**Required work**. Where an entry below contains an image, skip the image and copy the rest exactly.

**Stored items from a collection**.
● ● ● ● ● ● ●
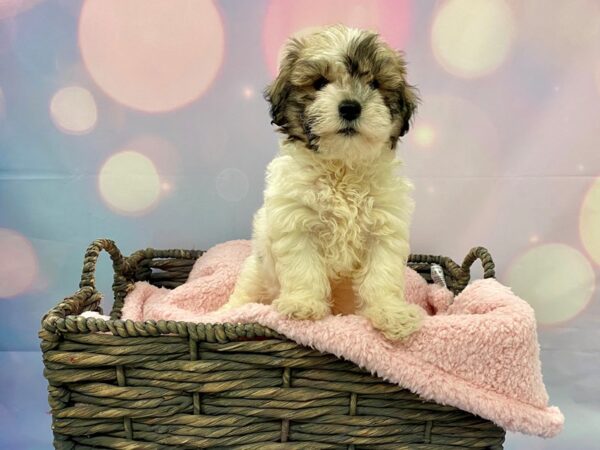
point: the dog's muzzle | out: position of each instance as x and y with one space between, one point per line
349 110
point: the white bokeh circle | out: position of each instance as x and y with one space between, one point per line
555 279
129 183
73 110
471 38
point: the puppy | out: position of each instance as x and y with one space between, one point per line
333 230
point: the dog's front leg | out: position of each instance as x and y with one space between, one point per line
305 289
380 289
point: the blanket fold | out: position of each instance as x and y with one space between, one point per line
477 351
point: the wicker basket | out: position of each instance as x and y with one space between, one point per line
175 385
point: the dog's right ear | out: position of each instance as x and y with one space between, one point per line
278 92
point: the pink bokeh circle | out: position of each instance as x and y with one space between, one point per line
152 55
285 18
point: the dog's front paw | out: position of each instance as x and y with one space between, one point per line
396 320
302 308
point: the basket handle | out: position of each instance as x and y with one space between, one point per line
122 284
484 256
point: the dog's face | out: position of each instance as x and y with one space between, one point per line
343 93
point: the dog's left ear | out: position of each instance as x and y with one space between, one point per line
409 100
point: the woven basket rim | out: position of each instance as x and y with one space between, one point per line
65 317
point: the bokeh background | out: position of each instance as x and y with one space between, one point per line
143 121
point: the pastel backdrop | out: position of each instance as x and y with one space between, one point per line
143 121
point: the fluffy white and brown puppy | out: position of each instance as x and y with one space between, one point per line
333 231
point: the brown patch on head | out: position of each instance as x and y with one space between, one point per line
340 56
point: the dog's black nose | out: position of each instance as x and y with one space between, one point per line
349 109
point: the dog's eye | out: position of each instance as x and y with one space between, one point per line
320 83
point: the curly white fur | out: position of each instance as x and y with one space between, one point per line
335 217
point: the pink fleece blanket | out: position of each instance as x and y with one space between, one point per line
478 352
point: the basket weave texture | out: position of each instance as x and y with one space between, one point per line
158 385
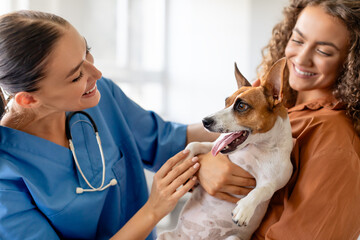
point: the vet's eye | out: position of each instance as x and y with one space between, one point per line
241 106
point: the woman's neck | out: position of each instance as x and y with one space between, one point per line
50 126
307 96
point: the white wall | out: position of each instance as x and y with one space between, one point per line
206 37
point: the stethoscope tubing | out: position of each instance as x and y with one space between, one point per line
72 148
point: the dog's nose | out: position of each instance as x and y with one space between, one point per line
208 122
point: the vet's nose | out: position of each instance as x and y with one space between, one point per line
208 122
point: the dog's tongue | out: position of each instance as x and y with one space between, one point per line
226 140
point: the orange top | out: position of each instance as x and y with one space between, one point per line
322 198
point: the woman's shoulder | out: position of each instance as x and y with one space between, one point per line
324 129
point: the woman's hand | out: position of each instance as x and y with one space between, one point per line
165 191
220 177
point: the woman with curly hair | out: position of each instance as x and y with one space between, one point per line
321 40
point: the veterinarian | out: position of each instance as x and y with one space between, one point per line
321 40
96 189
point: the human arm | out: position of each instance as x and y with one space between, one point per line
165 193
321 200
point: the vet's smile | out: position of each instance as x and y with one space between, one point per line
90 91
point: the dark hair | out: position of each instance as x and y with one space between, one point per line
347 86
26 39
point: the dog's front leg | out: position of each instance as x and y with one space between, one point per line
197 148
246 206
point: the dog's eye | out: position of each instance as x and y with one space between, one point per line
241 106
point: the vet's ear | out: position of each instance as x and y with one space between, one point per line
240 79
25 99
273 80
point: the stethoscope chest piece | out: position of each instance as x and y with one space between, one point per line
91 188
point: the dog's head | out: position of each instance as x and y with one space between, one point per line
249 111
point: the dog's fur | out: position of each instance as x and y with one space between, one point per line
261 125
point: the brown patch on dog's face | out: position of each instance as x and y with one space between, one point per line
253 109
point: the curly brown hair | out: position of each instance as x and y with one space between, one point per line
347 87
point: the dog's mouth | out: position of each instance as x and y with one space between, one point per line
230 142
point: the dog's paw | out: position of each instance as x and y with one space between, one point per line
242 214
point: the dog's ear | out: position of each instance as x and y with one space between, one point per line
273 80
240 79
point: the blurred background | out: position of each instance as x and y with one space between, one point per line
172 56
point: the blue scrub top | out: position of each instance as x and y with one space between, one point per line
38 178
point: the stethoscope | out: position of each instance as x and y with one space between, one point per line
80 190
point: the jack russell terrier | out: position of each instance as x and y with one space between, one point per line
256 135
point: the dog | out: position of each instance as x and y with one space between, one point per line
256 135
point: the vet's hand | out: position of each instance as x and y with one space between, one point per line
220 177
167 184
● ● ● ● ● ● ●
**Output below**.
point: the dog's muzzle | out: position of each instance as x and y with one space between, one point per line
349 110
point: the white bokeh circle | out: position of each instance as x and y with one space between, one point per line
555 279
129 183
73 110
471 38
point: the puppy | out: position of each instance as x and y with one space between, one point per line
333 230
point: the dog's front leg | out: position of each instance as x and y with one space between, one point per line
305 289
380 289
point: the blanket fold | out: position of each instance as x and y with one space between, one point per line
477 351
point: the wicker basket | out: position of each instance as x and y with one space between, one point per line
175 385
point: the dog's right ear | out: position of each instance as x and y with one space between, one point per line
278 92
point: the pink bokeh circle | out: position of each instance as x and y with one space between, one point per line
152 55
285 18
point: the dog's front paw | out: position of each instance as x and y with one space between, one point per line
396 320
302 308
point: the basket handle | out: position of each instance as x and y with one space between, one point per line
122 284
484 256
point: the dog's face | out: position of each instance as x and y with one space between, one point per line
343 93
point: the dog's left ear | out: position of each instance as x and y with one space between, one point per line
409 100
point: the woven basket rim | out: position of each instance as x and y with one space between, one point per line
65 317
point: the bokeh background | out: position of each instance as x and y with one space between, one point per line
143 121
point: the pastel backdrop | out: position of each instance as x and y with one space between, one point per line
143 121
point: the fluffy white and brown puppy | out: position of each instance as x and y with one space between, one point per line
333 231
point: the brown patch on head | out: position of each instance as x and y with one space between, one point per line
340 56
point: the dog's black nose | out: position of each instance as x and y with one space between, one point per line
349 109
point: the dog's eye | out: position of each instance as x and y with one space between, one point per line
320 83
point: the curly white fur | out: position of each instance as x and y with one space between, one point per line
335 217
point: the pink fleece blanket | out: position of each instance as x and y with one space between, one point per line
478 352
point: the basket weave texture | out: position of each instance as x and y with one space between, one point per line
158 385
point: the vet's eye | out: position of each instance as x and y with one space between, one point per line
241 106
point: the woman's neck | out: position of each instance as x and y with one space between, one point per line
50 126
307 96
point: the white wall | out: position of each instance as x and y with one space between, one point per line
206 37
point: the stethoscope tubing | out: position of each instance as x and y with one space between, one point per line
72 148
point: the dog's nose | out: position of each instance as x and y with one space between, one point per line
208 122
point: the vet's nose | out: position of each instance as x and y with one space between, one point per line
208 122
point: the dog's tongue | out: position of each instance as x and y with one space between, one point per line
226 140
point: the orange top | out: position of each instance as x and y with one space between, one point per line
322 198
point: the woman's shoulder | out: position of each instance as x and y with one space between, one point per line
324 129
point: the woman's hand | out: position of each instance as x and y with one space between, one point per line
165 191
220 177
point: the woman with curly hair | out: position of each instance as x and y with one space between, one point per line
321 40
point: the veterinarian | out: position of each instance as x and y with one space between, one point per line
321 40
96 189
point: the human arm | out: position of each instance as x and y with one space between, one point per line
165 193
321 200
point: the vet's smile | out: position of each instance as x and y with one space between, one point per line
90 91
point: the dark hair | out: position of each instance as x and y with one space between, one point per line
347 86
26 39
point: the dog's front leg | out: position of each instance as x and y with one space between, one point per line
197 148
246 206
point: the dog's eye | out: position of each instance as x and y with one space between, one point per line
241 106
point: the vet's ear | out: position of each instance as x and y with one space between, one point per line
240 79
25 99
273 80
point: the stethoscope chest piece | out: position of each instance as x and y with one space between, one point per line
91 188
point: the dog's head | out: position of each instance as x and y with one space between, one point per line
249 111
point: the dog's fur | out: position of each instance as x and y with one space between, one point per line
261 125
point: the brown patch on dog's face | out: position of each instance as x and y with one space between, one point per line
253 109
point: the curly brown hair | out: position of each instance as x and y with one space between, one point per line
347 87
point: the dog's mouth | out: position of each instance as x and y with one space between, one point per line
230 142
point: the dog's paw | out: position of each instance as x and y with one space between, one point per line
242 214
point: the dog's ear | out: position of each instance as x and y with one space between, one point per line
273 80
240 79
point: the blurred background | out: position of each instance as x and y with one space between, one point per line
172 56
point: the blue scrub top | out: position of each instance as x and y with one space between, one point per line
38 178
point: the stethoscope | out: position of each instance as x and y with one space between, one point per line
80 190
point: the jack russell terrier | out: position of each instance as x and y with one space between, one point per line
256 135
point: the dog | out: position of each instance as x and y with one space between, one point per line
256 135
point: the vet's hand | out: position of each instance as x and y with one space between, one point per line
220 177
167 184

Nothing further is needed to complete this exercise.